PROBLEM REQUIREMENTS :: The expected answer is the set of lines in the data below between the line holding "the bamboo wall" and the line holding "green backpack in", inclusive, written out exactly.

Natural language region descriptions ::
********

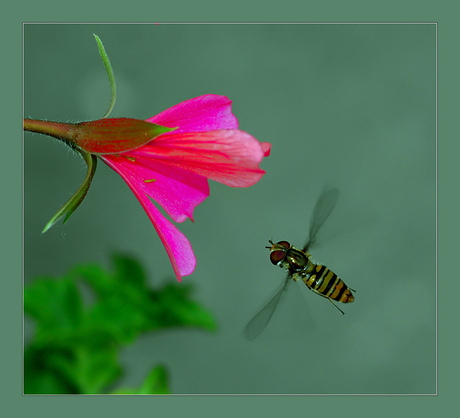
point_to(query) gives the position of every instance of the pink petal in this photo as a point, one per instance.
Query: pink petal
(176, 190)
(204, 113)
(266, 148)
(176, 244)
(230, 157)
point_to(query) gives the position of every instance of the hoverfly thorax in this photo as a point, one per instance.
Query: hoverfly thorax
(284, 255)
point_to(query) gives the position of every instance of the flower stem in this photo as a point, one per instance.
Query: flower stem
(63, 131)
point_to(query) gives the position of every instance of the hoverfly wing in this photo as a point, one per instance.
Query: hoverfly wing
(257, 324)
(323, 208)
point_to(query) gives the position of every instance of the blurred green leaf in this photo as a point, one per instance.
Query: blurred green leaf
(84, 319)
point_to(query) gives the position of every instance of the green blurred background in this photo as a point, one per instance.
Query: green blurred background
(352, 105)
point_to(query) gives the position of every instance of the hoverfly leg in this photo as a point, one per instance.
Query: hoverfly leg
(343, 313)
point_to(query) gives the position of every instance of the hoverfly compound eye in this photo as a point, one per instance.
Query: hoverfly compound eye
(277, 256)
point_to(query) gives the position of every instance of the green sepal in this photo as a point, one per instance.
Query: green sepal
(115, 135)
(75, 201)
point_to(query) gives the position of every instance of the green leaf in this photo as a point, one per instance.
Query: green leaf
(86, 317)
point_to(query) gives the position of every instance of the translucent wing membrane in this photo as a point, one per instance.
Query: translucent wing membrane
(323, 208)
(257, 324)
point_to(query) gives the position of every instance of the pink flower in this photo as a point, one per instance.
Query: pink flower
(173, 168)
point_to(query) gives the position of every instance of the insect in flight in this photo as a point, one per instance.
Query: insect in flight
(299, 265)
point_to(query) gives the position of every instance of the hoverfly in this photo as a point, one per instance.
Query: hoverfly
(299, 265)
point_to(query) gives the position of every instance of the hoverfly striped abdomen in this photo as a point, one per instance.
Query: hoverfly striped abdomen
(299, 265)
(326, 283)
(317, 277)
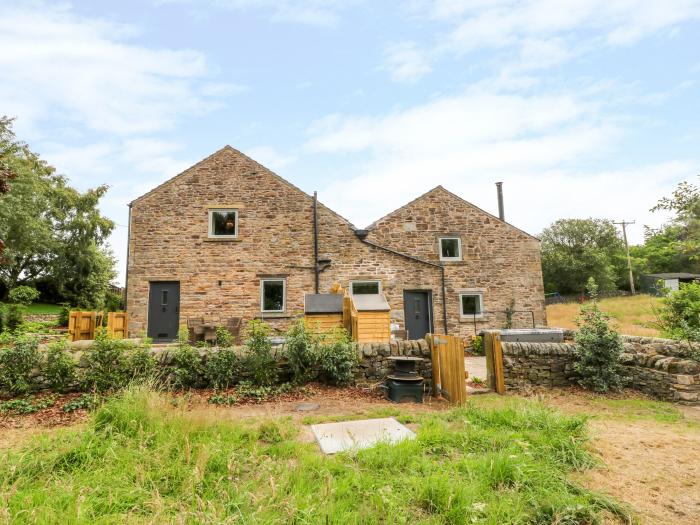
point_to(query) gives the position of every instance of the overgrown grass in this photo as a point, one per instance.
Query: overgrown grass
(141, 460)
(632, 315)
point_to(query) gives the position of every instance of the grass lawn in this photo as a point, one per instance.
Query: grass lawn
(633, 315)
(142, 459)
(44, 308)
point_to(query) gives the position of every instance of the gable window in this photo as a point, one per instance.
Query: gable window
(223, 222)
(450, 249)
(365, 287)
(471, 304)
(273, 294)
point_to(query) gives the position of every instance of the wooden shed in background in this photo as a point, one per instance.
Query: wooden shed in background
(367, 319)
(323, 312)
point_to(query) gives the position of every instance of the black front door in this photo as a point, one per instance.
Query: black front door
(418, 313)
(164, 311)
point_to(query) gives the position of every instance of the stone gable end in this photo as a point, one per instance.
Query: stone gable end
(219, 279)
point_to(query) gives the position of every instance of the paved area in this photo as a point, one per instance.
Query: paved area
(348, 435)
(476, 366)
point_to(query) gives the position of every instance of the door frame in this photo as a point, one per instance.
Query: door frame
(429, 293)
(148, 304)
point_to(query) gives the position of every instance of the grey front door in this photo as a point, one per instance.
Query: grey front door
(164, 311)
(418, 312)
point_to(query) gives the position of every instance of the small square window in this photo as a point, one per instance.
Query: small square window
(223, 223)
(365, 287)
(471, 304)
(272, 295)
(450, 249)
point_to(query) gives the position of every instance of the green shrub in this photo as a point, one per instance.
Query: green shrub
(598, 348)
(142, 365)
(59, 367)
(223, 368)
(107, 364)
(336, 358)
(64, 314)
(16, 364)
(187, 370)
(260, 361)
(679, 316)
(14, 316)
(24, 406)
(300, 350)
(24, 295)
(224, 339)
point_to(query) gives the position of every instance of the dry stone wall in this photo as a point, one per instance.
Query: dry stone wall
(662, 368)
(373, 366)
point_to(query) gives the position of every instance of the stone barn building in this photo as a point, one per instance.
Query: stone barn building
(228, 238)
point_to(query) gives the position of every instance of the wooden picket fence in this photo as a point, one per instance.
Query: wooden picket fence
(449, 380)
(82, 325)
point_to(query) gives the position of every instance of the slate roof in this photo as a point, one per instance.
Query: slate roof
(323, 303)
(370, 302)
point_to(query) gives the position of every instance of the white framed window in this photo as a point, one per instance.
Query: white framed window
(471, 304)
(273, 295)
(223, 223)
(365, 287)
(450, 249)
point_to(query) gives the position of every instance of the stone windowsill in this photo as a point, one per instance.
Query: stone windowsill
(223, 239)
(279, 315)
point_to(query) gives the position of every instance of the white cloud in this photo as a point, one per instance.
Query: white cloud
(406, 62)
(309, 12)
(547, 33)
(270, 157)
(539, 145)
(83, 72)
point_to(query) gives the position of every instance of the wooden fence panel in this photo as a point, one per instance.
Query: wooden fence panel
(447, 353)
(81, 325)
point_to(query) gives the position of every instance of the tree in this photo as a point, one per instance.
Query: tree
(675, 247)
(575, 249)
(51, 230)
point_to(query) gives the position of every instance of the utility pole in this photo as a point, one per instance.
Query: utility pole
(624, 225)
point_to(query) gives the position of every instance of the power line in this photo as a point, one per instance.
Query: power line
(624, 225)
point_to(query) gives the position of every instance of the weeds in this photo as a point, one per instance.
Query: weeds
(139, 457)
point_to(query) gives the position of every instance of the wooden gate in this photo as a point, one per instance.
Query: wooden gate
(81, 325)
(447, 353)
(118, 325)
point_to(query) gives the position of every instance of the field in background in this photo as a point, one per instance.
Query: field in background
(633, 315)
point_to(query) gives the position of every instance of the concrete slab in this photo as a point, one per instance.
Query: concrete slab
(365, 433)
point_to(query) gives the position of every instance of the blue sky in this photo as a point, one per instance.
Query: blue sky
(581, 107)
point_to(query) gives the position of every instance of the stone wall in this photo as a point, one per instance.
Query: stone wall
(661, 368)
(221, 277)
(373, 365)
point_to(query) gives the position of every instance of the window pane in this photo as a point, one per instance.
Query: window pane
(471, 304)
(223, 222)
(273, 296)
(449, 248)
(367, 287)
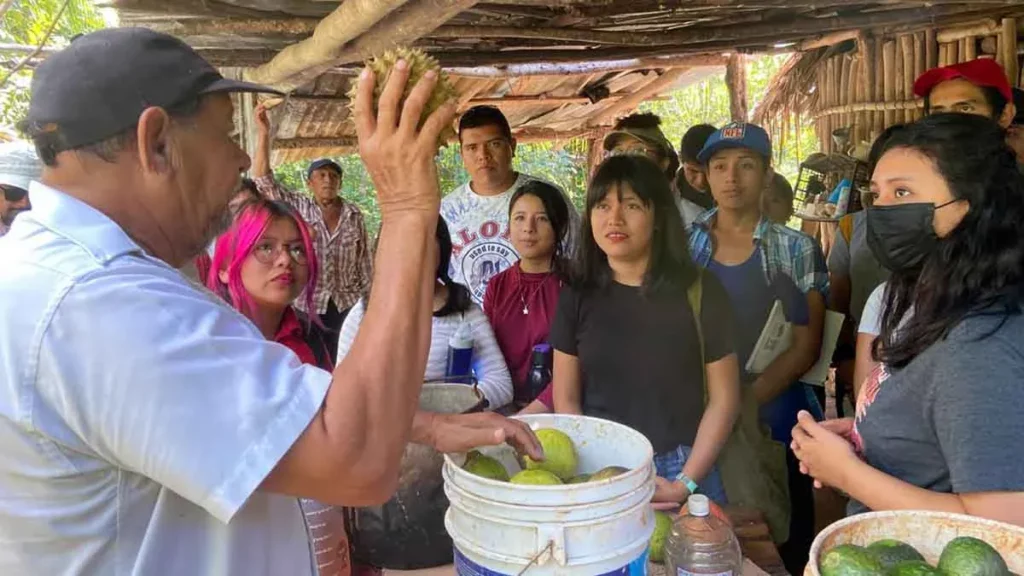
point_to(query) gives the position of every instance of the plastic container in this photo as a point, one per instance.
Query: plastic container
(540, 370)
(598, 528)
(460, 359)
(927, 531)
(701, 543)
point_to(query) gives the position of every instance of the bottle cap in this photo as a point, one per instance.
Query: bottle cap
(698, 505)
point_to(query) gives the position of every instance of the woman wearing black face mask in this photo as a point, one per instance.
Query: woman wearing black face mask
(938, 422)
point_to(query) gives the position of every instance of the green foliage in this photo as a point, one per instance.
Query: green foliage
(27, 23)
(708, 101)
(565, 163)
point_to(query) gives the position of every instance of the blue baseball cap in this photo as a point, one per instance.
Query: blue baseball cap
(323, 163)
(737, 134)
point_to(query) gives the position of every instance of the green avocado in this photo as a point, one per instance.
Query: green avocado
(914, 568)
(848, 560)
(891, 552)
(971, 557)
(663, 526)
(484, 466)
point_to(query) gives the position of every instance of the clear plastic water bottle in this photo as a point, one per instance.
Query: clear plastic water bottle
(700, 544)
(460, 360)
(540, 370)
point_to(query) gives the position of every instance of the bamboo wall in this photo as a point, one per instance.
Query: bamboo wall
(872, 88)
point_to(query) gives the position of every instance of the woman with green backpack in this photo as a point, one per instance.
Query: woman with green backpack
(626, 331)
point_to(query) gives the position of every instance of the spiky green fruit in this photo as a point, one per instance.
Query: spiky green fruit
(419, 63)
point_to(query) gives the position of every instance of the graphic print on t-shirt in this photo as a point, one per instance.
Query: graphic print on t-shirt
(867, 396)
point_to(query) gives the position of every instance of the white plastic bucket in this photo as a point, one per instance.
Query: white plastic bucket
(599, 528)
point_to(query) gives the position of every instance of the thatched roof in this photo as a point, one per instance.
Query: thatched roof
(557, 68)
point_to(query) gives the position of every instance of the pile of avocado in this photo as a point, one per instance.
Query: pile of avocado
(962, 557)
(559, 465)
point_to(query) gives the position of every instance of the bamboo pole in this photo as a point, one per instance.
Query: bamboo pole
(844, 88)
(880, 74)
(889, 79)
(985, 28)
(899, 76)
(868, 52)
(1010, 50)
(906, 42)
(821, 105)
(988, 45)
(931, 49)
(919, 66)
(971, 50)
(856, 96)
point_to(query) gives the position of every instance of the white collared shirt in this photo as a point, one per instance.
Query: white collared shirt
(138, 414)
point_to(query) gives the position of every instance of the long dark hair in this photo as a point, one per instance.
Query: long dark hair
(979, 266)
(459, 298)
(671, 269)
(558, 214)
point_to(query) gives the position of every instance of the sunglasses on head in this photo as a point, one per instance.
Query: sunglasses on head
(13, 194)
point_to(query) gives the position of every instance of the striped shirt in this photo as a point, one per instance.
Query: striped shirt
(344, 254)
(782, 251)
(488, 365)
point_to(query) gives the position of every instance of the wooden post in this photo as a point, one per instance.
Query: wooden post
(907, 78)
(832, 120)
(867, 53)
(735, 79)
(971, 50)
(920, 48)
(889, 79)
(856, 94)
(931, 49)
(1010, 49)
(880, 91)
(844, 92)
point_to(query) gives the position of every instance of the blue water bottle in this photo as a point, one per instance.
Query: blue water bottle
(460, 361)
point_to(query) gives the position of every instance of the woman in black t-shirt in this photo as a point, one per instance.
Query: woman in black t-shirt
(627, 345)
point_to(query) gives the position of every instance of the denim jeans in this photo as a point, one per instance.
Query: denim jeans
(670, 463)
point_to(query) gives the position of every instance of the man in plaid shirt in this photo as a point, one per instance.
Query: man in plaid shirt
(339, 233)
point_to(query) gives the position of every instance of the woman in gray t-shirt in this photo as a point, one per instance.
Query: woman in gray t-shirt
(938, 423)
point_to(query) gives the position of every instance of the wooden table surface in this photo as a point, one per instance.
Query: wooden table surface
(755, 540)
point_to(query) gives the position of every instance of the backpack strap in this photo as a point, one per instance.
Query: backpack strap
(846, 228)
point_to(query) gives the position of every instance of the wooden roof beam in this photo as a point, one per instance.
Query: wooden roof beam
(291, 68)
(404, 26)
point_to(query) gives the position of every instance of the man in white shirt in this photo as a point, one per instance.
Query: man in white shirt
(477, 212)
(145, 426)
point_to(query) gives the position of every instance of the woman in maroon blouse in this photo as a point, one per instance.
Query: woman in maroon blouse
(520, 301)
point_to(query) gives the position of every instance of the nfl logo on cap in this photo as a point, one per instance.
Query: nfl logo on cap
(733, 131)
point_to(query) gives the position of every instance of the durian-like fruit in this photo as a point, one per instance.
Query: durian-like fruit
(419, 63)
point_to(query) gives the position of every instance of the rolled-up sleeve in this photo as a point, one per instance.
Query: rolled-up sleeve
(161, 379)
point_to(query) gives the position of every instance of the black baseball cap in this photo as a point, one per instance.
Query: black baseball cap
(323, 163)
(100, 84)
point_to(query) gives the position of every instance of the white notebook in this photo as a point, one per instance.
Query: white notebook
(777, 336)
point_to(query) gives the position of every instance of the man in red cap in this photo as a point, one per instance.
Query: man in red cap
(1015, 134)
(974, 87)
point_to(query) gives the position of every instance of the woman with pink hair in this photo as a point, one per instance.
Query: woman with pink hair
(261, 265)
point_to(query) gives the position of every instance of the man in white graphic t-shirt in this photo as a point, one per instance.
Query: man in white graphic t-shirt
(477, 212)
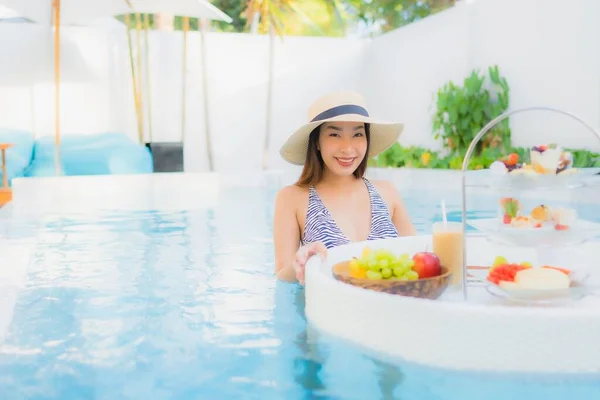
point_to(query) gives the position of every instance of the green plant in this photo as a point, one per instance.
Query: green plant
(420, 157)
(461, 112)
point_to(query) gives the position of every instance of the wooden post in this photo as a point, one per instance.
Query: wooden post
(5, 191)
(57, 161)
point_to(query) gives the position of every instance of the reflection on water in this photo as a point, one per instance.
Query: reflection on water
(184, 305)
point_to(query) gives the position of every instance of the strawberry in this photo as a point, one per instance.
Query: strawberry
(563, 270)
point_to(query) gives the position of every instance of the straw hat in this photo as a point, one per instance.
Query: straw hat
(346, 106)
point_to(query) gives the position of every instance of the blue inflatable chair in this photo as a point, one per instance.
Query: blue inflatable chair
(18, 157)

********

EXPECTED OUTPUT ::
point_to(query) gives the position of every instance of the bamboo wall in this photo as a point, one per instance.
Query: bamboo wall
(872, 88)
point_to(query) gives the position of every instance of the woman with green backpack in this photo as a point, one per instance.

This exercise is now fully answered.